◆ **Исходный текст**
Во-первых, Вл. Соловьев понимает под мистикой учение о всеединстве, которое строится у него с употреблением строгих философских понятий, диалектически, так что у нас нет никаких оснований считать его в этом отношении мистиком. Действительно, если всё присутствует во всем, то каждый момент этого всего является предельно насыщенным излияниями всеединой общности. Тогда каждый предмет получает огромную символическую нагрузку, и в этом смысле всякий может сказать, что здесь есть нечто мистическое. Вообще же говоря, мистика, как ее здесь понимает сам Вл. Соловьев, есть просто учение о действительности как о всеобщем организме, и, мы бы сказали, слово «мистика» здесь, пожалуй, неуместно. Иначе все вполне материалистические учения о целом и частях, об общем и единичном, о сущности и явлении придется обозначить термином «мистика».
Во-вторых, совсем другое дело — это постоянная соловьевская склонность представлять все идеальное в материализованном виде. Здесь, пока речь идет об общих принципах, никакая материализация не страшна, поскольку всякая вещь в нашей бытовой практике и в наших обывательских представлениях тоже имеет свою идею (ибо иначе она ничем не отличалась бы от других вещей) и обладает тем или иным физическим телом, материей как носителем этой идеи. Но начинает охватывать сомнение, когда идеалист заговаривает о материализации тех единичностей, которые являются носителем космических общностей. Такой символизм является уже чересчур насыщенным, и мы склонны понимать такую материализацию космических общностей в отдельных единичностях самое большее как поэтическое изображение, нежели как реальное воплощение космических общностей в отдельных вещах. Так, «Божественная комедия» Данте большинством переживается как поэтическое произведение, образы которого можно понимать только переносно, а не буквально. Тем не менее сам Данте понимал их отнюдь не только поэтически и переносно, но в большинстве случаев буквально. Для Вл. Соловьева такая образность, насыщенная космическим содержанием, тоже не есть только поэзия и понимается меньше всего переносно, меньше всего аллегорически. Поэтому учение о материализации идеального, хотя оно есть прямой вывод из диалектики всеединства, гораздо ближе к тому, что обычно называется мистикой. Для Вл. Соловьева если это и мистика, то, во всяком случае, мистика интеллектуально сконструированная и диалектически-понятийно выведенная.

◆ **Задачи**
#1 Ответьте на вопросы по тексту о мистике у Вл. Соловьева:
(а) Какие учения пришлось бы иначе обозначить термином «мистика»?
(б) Как большинство переживает «Божественную комедию» Данте?
(в) Какой мистикой, если это и мистика, является для Вл. Соловьева учение о материализации идеального?
#2 Напишите продолжение текста о мистике у Вл. Соловьева, начиная сразу после его последнего предложения.

◆ **Исходные данные**
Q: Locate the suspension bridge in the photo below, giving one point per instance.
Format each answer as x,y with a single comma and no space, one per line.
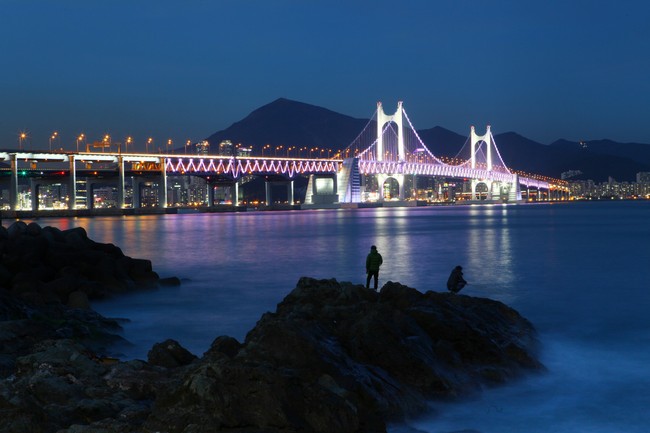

◆ **Ответы**
#1
(а) Все вполне материалистические учения о целом и частях, об общем и единичном, о сущности и явлении.
(б) Как поэтическое произведение, образы которого можно понимать только переносно, а не буквально.
(в) Мистикой интеллектуально сконструированной и диалектически-понятийно выведенной.

#2
В-третьих, еще ближе к принятому пониманию мистики стоят соловьевские софийные переживания. София, по Вл. Соловьеву, вообще говоря, как раз и есть материализация идеального. Но у Вл. Соловьева она еще более насыщена разного рода интимными переживаниями, и притом не только религиозными или философскими, но и вполне интимными. Что касается самого Вл. Соловьева, то это является для него, между прочим, также и источником его поэтических вдохновений. Но в принципиальном смысле дело здесь вовсе не сводится у него только к поэзии, но охватывает собою целый ряд областей сознания и бытия, несмотря на полную раздельность и даже взаимную противоречивость этих областей в бытовом человеческом сознании.
Наконец, в-четвертых, Вл. Соловьеву были свойственны видения в человеческом образе злой силы, причем он сам открещивался от них как мог, а иной раз и совсем не мог откреститься. Находясь на самой твердой позиции объективного исторического повествования, мы обязаны сказать, что так оно действительно у Вл. Соловьева и было. Однако мы боимся не чертовщины, но боимся понимания ее вне наших общих общественно-политических и вообще социальных и притом безупречно точных научных методов. Что касается общественно-политического подхода, то все эти галлюцинации относятся к последнему периоду его творчества, когда он разочаровался в своей теократии, в своем прогрессизме и не мог противостоять мировому кризису, который вел к мировым катастрофам. Так что тут дело не в кресте и не в демоне, а в социально-политических разочарованиях философа.